_Work to complete_. Please convert the data below, from the line containing "black and white" through the last line of the data, into a JSON list of strings with one string per line and blank lines left out.

**** Available data

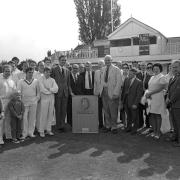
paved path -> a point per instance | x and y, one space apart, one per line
70 156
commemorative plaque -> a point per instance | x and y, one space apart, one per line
85 114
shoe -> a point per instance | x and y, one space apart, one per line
128 130
176 144
106 130
170 139
156 137
32 135
114 131
133 132
21 139
50 133
61 130
1 142
42 134
16 141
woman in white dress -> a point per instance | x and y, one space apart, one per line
157 107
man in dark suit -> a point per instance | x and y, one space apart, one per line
173 99
62 78
86 80
144 77
75 90
131 96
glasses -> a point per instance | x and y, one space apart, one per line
125 68
149 67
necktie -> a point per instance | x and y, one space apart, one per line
106 75
90 82
142 75
62 70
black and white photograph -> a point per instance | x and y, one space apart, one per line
89 90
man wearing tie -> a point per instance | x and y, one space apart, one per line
110 91
86 80
97 84
131 96
62 78
75 91
144 77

********

_Worked answer_.
[
  "black and white photograph -> a point per instance | x and y, one space apart, one per line",
  "89 90",
  "man wearing tie -> a point per instance | x and y, one space apart, one per line",
  "110 91",
  "86 80",
  "97 84",
  "131 96",
  "62 78",
  "75 91",
  "144 77"
]